:: PROVIDED DATA ::
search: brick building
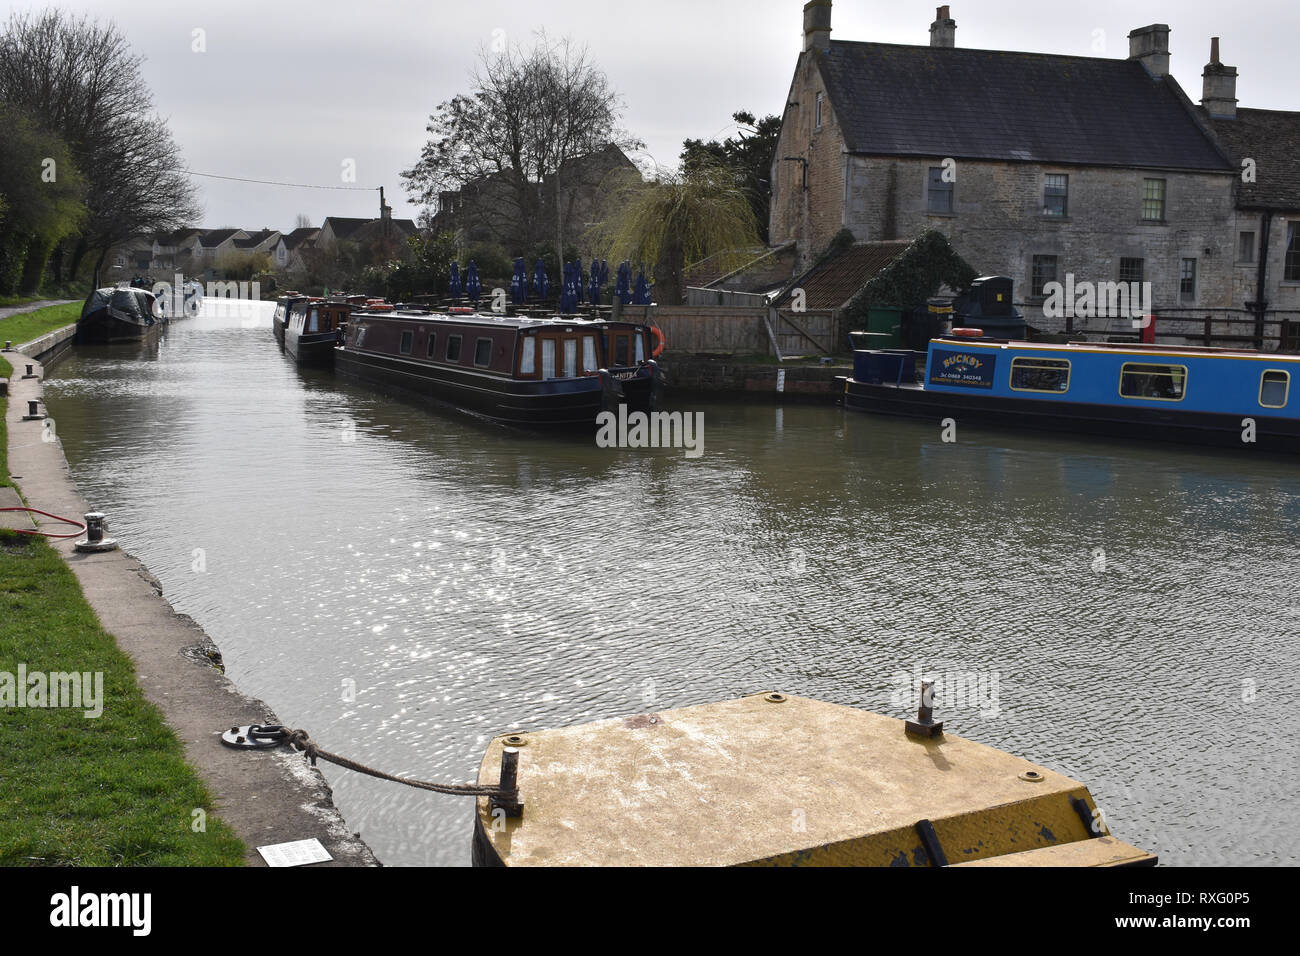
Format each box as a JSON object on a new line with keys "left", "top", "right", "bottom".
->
{"left": 770, "top": 2, "right": 1244, "bottom": 333}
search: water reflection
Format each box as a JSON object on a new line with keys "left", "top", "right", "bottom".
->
{"left": 42, "top": 303, "right": 1300, "bottom": 866}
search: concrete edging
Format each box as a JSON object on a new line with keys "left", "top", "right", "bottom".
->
{"left": 3, "top": 342, "right": 378, "bottom": 867}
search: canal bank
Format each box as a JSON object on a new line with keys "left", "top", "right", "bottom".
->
{"left": 3, "top": 332, "right": 377, "bottom": 867}
{"left": 660, "top": 352, "right": 852, "bottom": 401}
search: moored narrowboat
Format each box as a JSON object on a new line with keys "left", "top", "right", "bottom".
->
{"left": 844, "top": 333, "right": 1300, "bottom": 453}
{"left": 271, "top": 292, "right": 311, "bottom": 346}
{"left": 336, "top": 307, "right": 663, "bottom": 426}
{"left": 76, "top": 287, "right": 164, "bottom": 344}
{"left": 284, "top": 296, "right": 355, "bottom": 365}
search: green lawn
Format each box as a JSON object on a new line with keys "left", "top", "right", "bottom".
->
{"left": 0, "top": 380, "right": 246, "bottom": 866}
{"left": 0, "top": 302, "right": 81, "bottom": 350}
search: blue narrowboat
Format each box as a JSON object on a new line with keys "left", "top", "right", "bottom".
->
{"left": 844, "top": 334, "right": 1300, "bottom": 453}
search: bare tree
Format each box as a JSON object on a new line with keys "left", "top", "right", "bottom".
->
{"left": 0, "top": 9, "right": 199, "bottom": 285}
{"left": 402, "top": 32, "right": 640, "bottom": 261}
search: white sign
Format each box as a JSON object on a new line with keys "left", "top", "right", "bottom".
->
{"left": 256, "top": 838, "right": 333, "bottom": 868}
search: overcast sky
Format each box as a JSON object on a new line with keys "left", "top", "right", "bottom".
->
{"left": 5, "top": 0, "right": 1294, "bottom": 231}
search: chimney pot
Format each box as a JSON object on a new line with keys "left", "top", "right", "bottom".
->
{"left": 1201, "top": 37, "right": 1238, "bottom": 119}
{"left": 803, "top": 0, "right": 832, "bottom": 53}
{"left": 1128, "top": 23, "right": 1171, "bottom": 77}
{"left": 930, "top": 5, "right": 956, "bottom": 48}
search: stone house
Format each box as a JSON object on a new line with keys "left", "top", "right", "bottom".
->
{"left": 770, "top": 3, "right": 1240, "bottom": 334}
{"left": 1196, "top": 40, "right": 1300, "bottom": 344}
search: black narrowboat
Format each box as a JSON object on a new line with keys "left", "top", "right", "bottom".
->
{"left": 76, "top": 287, "right": 163, "bottom": 344}
{"left": 272, "top": 292, "right": 311, "bottom": 347}
{"left": 336, "top": 308, "right": 663, "bottom": 426}
{"left": 284, "top": 297, "right": 354, "bottom": 365}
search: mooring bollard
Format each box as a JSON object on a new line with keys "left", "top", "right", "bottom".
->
{"left": 22, "top": 399, "right": 44, "bottom": 421}
{"left": 74, "top": 512, "right": 118, "bottom": 553}
{"left": 490, "top": 746, "right": 524, "bottom": 818}
{"left": 22, "top": 363, "right": 37, "bottom": 380}
{"left": 905, "top": 679, "right": 944, "bottom": 738}
{"left": 2, "top": 341, "right": 10, "bottom": 350}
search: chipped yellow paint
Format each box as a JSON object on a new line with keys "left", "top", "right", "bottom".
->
{"left": 475, "top": 693, "right": 1156, "bottom": 867}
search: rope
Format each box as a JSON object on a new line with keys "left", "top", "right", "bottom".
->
{"left": 281, "top": 728, "right": 512, "bottom": 799}
{"left": 0, "top": 507, "right": 87, "bottom": 539}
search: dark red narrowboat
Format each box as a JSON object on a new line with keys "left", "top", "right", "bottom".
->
{"left": 336, "top": 307, "right": 663, "bottom": 426}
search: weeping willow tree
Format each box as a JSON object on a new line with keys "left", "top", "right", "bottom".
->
{"left": 589, "top": 162, "right": 762, "bottom": 305}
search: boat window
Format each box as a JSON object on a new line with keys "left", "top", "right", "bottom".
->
{"left": 355, "top": 327, "right": 366, "bottom": 348}
{"left": 446, "top": 335, "right": 462, "bottom": 362}
{"left": 611, "top": 332, "right": 631, "bottom": 366}
{"left": 562, "top": 338, "right": 578, "bottom": 378}
{"left": 1260, "top": 370, "right": 1291, "bottom": 408}
{"left": 635, "top": 333, "right": 645, "bottom": 363}
{"left": 582, "top": 335, "right": 597, "bottom": 372}
{"left": 1010, "top": 357, "right": 1070, "bottom": 393}
{"left": 400, "top": 330, "right": 413, "bottom": 355}
{"left": 474, "top": 337, "right": 493, "bottom": 367}
{"left": 1119, "top": 363, "right": 1187, "bottom": 401}
{"left": 541, "top": 339, "right": 556, "bottom": 378}
{"left": 519, "top": 337, "right": 536, "bottom": 376}
{"left": 426, "top": 332, "right": 437, "bottom": 357}
{"left": 307, "top": 310, "right": 320, "bottom": 333}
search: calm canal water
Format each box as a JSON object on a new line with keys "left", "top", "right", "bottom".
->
{"left": 42, "top": 302, "right": 1300, "bottom": 867}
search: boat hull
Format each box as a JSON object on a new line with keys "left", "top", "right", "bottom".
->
{"left": 76, "top": 312, "right": 163, "bottom": 344}
{"left": 284, "top": 328, "right": 338, "bottom": 364}
{"left": 844, "top": 379, "right": 1300, "bottom": 454}
{"left": 337, "top": 346, "right": 657, "bottom": 427}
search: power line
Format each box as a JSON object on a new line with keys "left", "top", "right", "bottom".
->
{"left": 184, "top": 170, "right": 378, "bottom": 191}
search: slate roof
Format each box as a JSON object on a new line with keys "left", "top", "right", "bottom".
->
{"left": 349, "top": 218, "right": 418, "bottom": 243}
{"left": 774, "top": 240, "right": 911, "bottom": 310}
{"left": 816, "top": 41, "right": 1233, "bottom": 172}
{"left": 280, "top": 227, "right": 319, "bottom": 250}
{"left": 199, "top": 228, "right": 242, "bottom": 247}
{"left": 234, "top": 229, "right": 278, "bottom": 248}
{"left": 322, "top": 217, "right": 370, "bottom": 240}
{"left": 1202, "top": 108, "right": 1300, "bottom": 210}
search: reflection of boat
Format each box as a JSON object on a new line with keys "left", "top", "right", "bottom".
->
{"left": 337, "top": 307, "right": 662, "bottom": 427}
{"left": 845, "top": 335, "right": 1300, "bottom": 454}
{"left": 76, "top": 287, "right": 163, "bottom": 344}
{"left": 473, "top": 692, "right": 1156, "bottom": 867}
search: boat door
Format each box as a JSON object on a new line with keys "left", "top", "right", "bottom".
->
{"left": 535, "top": 331, "right": 599, "bottom": 379}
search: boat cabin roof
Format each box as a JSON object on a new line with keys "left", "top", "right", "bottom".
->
{"left": 350, "top": 308, "right": 647, "bottom": 332}
{"left": 934, "top": 336, "right": 1300, "bottom": 364}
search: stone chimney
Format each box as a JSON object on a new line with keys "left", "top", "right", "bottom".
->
{"left": 1201, "top": 37, "right": 1238, "bottom": 119}
{"left": 1128, "top": 24, "right": 1171, "bottom": 77}
{"left": 803, "top": 0, "right": 831, "bottom": 53}
{"left": 930, "top": 6, "right": 956, "bottom": 48}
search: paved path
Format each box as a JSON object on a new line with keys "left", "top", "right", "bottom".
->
{"left": 5, "top": 348, "right": 378, "bottom": 867}
{"left": 0, "top": 299, "right": 76, "bottom": 321}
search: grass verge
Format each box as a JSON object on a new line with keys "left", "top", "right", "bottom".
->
{"left": 0, "top": 379, "right": 246, "bottom": 865}
{"left": 0, "top": 302, "right": 81, "bottom": 349}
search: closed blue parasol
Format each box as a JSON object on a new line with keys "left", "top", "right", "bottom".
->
{"left": 510, "top": 258, "right": 527, "bottom": 304}
{"left": 559, "top": 261, "right": 578, "bottom": 313}
{"left": 633, "top": 268, "right": 651, "bottom": 305}
{"left": 574, "top": 257, "right": 585, "bottom": 305}
{"left": 466, "top": 260, "right": 481, "bottom": 304}
{"left": 615, "top": 261, "right": 631, "bottom": 305}
{"left": 532, "top": 258, "right": 550, "bottom": 301}
{"left": 449, "top": 261, "right": 461, "bottom": 299}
:::
WHAT IS BEING ASKED:
Find the lines above that contain the string "blue" and answer with how many there are, nothing else.

TASK RESPONSE:
2